-- THE DATA --
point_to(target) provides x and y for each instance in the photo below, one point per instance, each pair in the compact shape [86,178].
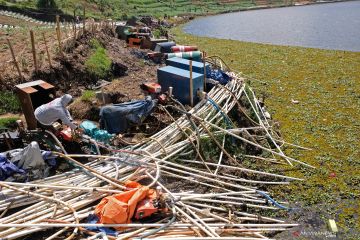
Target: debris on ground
[193,160]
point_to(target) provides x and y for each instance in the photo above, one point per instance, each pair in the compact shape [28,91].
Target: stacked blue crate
[182,63]
[179,79]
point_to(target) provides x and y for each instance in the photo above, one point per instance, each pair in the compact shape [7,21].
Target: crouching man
[55,110]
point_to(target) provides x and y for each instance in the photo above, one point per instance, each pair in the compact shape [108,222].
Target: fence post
[204,55]
[47,50]
[58,34]
[14,59]
[84,20]
[33,49]
[191,86]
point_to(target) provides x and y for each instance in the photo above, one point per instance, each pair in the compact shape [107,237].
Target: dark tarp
[118,118]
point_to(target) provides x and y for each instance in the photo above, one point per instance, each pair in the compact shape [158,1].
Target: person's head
[66,99]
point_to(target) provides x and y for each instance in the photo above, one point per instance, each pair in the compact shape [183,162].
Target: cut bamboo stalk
[14,59]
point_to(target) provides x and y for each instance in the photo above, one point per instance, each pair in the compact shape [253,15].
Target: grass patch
[8,122]
[98,64]
[326,84]
[88,96]
[9,102]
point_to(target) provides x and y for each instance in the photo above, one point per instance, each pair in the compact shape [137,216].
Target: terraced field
[123,8]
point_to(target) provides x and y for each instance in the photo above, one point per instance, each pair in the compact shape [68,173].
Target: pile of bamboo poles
[231,205]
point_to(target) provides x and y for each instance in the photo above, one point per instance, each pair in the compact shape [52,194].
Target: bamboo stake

-- PROMPT --
An exact repeat of the lines from the one containing "Target: terraced field" through the final line above, both included, is the whole answer.

-- EXERCISE OUTPUT --
Target: terraced field
[123,8]
point_to(target) provides x and y for each instance in the photo above, one point per instance, each pair in the compact shape [68,173].
Target: pile of bamboo poles
[231,205]
point_to(target) provides x and y for each instance in the photo above, one point per instance, each pair in the compact shape [52,194].
Target: bamboo stake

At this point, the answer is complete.